[DOCUMENT SEGMENT Boundary: Start]

Those of us who fight for science are not surprised by these results. The COVID-19 pandemic not only brought us people who were pushing medications that had zero effect on the course of COVID-19, like the aforementioned ivermectin and hydroxychloroquine, but they were also passing disinformation about vaccines. They're even pushing urine as a treatment for the disease. Yes, urine.
It's not just COVID-19 and vaccines that affect Americans' trust in science. Anthropogenic climate change is pushed as a liberal scam by Republicans despite the scientific consensus being strongly in support of climate change and that humans cause it. We are destroying our planet with greenhouse gases, yet in the US (and, admittedly, many other countries), the right couldn't care less about it. They'll keep digging coal, the health of the planet be damned.
And look at genetically modified organisms. Despite the solid scientific consensus that GMOs are safe and necessary, many on the left attack it using the same exact logical fallacies and pseudoscience employed by climate change and vaccine deniers. It's so frustrating.
Part of the problem with the COVID-19 pandemic is that we were watching science progress, which can appear to be chaotic and mistake-prone. People think that science is dogmatic, and once something is announced, it is a fact.
But those of us who know science understand that every conclusion is provisional — once more evidence is provided, scientists reserve the right to change their minds. Finality requires a consensus to be reached, among a large group of scientists who are experts in the field. And that takes time.
Furthermore, during this pandemic, a lot of pre-print articles, which haven't been peer-reviewed or accepted for publication, have become a staple for science journalists who want to be the first to write about something new about the disease. The problem with this is that most of these pre-print articles will never be published.
So, to many of us, scientific and medical information about this pandemic seems to move in new directions every morning. But over the long haul, we have solid data that face masks work and the COVID-19 vaccines are safe and effective.
The other thing is that is highly problematic, as I've written before, science is hard, very hard. Bad science or pseudoscience is easy. One side will say "take this horse dewormer pill and you'll be cured of COVID-19." The science side will say, "take this vaccine and you may be immune to the current variant of the disease, but we're unsure how it may work with other variants, so we probably need a booster vaccine. And yes, the vaccine causes minor adverse effects with extremely low risks for myocarditis."
People fall asleep with the complicated sentence about vaccines, whereas the one pill to cure the disease is so much easier to understand.
Of course, people with their Google University science degree think their one or two hours of "research," which generally means employing confirmation bias to find data to support their pre-ordained conclusions, is equivalent to the thousands of hours that a real scientist has invested to know what they know about vaccines, climate change, GMOs or whatever.
I once read a story about Dr. Jonas Salk, who essentially invented the polio vaccine, that when he walked into a restaurant, he would get a standing ovation from everyone. Republicans, Democrats, and Independents would cheer him. I am sure he never had to pay for a meal in a restaurant. And polio, although a serious disease, killed around 1-3 thousand people a year in the USA compared to the 800,000 that have died of COVID-19 over the past two years.
In today's world, if Dr. Anthony Fauci walked into a restaurant, half would be cheering, half would be booing, and he'd need a security team in case some crackpot attacked. But I doubt he needs to pay for his dinner.
As Neil deGrasse Tyson once said:
The struggle continues, trying to get the general public to embrace all of the science the way they unwittingly embrace the science in their smartphones.

[DOCUMENT SEGMENT Boundary: End]
[ENTRIES SHOWN Boundary: Start]

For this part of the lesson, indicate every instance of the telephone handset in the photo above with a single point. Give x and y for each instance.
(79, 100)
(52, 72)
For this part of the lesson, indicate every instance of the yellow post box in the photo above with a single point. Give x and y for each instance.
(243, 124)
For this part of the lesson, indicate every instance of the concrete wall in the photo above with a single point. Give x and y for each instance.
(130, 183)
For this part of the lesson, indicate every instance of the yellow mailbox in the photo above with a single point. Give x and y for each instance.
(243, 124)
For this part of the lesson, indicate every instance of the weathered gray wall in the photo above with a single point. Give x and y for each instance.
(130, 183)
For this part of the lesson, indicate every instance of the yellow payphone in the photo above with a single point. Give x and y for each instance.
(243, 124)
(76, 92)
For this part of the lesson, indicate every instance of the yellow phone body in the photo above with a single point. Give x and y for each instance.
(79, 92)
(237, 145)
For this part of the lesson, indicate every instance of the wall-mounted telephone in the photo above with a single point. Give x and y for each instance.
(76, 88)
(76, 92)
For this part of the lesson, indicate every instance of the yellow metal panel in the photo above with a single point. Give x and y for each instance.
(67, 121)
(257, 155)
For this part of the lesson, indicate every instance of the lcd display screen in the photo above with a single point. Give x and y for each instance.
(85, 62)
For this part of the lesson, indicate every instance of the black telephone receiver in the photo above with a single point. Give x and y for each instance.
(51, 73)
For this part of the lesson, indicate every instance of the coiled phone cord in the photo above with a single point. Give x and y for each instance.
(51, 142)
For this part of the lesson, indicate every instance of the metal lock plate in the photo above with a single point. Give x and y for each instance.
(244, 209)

[ENTRIES SHOWN Boundary: End]
[ENTRIES SHOWN Boundary: Start]

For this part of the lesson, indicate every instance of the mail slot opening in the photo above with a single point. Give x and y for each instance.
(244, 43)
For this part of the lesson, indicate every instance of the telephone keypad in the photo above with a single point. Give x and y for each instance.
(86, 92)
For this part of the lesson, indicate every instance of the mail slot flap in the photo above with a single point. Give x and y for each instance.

[ENTRIES SHOWN Boundary: End]

#### [AIM OF THE TASK]
List every person named in the piece on public trust in science. You can ignore the rows.

#### [RESPONSE TO THIS TASK]
Dr. Jonas Salk, Dr. Anthony Fauci, Neil deGrasse Tyson